---- DATA FOR THIS EXERCISE
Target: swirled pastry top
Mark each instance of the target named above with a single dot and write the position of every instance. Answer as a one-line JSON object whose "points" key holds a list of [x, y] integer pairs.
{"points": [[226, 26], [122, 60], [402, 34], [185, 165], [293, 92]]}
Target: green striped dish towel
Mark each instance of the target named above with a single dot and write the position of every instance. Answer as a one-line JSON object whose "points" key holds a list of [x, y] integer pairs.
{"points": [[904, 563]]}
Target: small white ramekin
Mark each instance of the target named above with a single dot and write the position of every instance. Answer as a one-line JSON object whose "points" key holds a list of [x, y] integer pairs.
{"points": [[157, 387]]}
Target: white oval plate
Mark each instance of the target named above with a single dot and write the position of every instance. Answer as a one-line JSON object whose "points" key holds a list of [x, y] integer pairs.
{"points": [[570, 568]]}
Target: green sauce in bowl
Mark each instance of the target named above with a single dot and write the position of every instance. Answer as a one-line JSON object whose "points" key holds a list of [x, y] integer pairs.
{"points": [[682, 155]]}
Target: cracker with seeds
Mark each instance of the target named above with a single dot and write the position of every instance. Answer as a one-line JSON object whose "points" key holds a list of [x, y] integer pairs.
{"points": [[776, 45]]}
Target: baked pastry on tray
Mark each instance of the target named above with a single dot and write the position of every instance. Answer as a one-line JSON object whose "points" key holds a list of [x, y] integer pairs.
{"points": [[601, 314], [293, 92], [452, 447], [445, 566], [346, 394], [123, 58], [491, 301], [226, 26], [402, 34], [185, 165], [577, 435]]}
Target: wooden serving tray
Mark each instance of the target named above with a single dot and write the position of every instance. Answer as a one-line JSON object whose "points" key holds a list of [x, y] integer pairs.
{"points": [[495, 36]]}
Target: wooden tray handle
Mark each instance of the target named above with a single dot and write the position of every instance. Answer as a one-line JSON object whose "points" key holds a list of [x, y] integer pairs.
--------
> [AIM] Extract every line of the material above and reproduce it word for word.

> [TASK RESULT]
Target: swirled pastry top
Mark each instance of the target named above with a single dot and write the position of every instance. Answer as a one-line JSON object whose "points" key holds a list of [x, y] integer pairs.
{"points": [[226, 26], [122, 60], [402, 34], [185, 165], [293, 92]]}
Target: green striped dish towel
Mark each instance of the target named above with a single dot and write the position of every instance. Answer as a one-line JSON object whose "points" key holds a list of [x, y] integer pairs.
{"points": [[904, 563]]}
Target: small white ramekin
Mark each instance of the target named above with a single dot and write the position of every instance. Answer as a one-line JSON object whose "points" key holds a list of [x, y] integer pairs.
{"points": [[157, 387]]}
Target: white oval plate
Mark each instance of the target named above with a single dot and write the position of every instance. Answer as a one-line JSON object whose "points" key holds a list of [x, y] integer pairs.
{"points": [[570, 568]]}
Target: green sauce in bowl
Mark each instance of the target named above with a single dot and write the position of every instance. Answer as a one-line JSON object whose "points" key holds a list of [x, y] integer pairs.
{"points": [[682, 155]]}
Target: cracker with seeds
Mark each instance of the target named above with a single dot and write the position of every instance. Answer as a one-line JSON object whose "points" key holds a list of [x, y] integer pairs.
{"points": [[776, 45]]}
Target: baked pastry on tray
Mark each instance of the target named above with a single dot and write the position of every instance. Answer as a one-line JSON object whose "points" key holds a list of [x, y] integer pairs.
{"points": [[601, 314], [293, 92], [452, 447], [445, 566], [346, 394], [123, 58], [491, 301], [226, 26], [402, 34], [185, 165], [577, 435]]}
Target: wooden serving tray
Mark each instance of the target named above with a single dot and write the position of every instance. Answer as a one-line JSON object whose "points" key holds a list of [x, y] integer pairs.
{"points": [[495, 36]]}
Target: wooden tray handle
Mark each instance of the target named above with a single dot and write the position of every instance. Answer as a one-line JSON object whose "points" key holds a list of [x, y] integer pairs.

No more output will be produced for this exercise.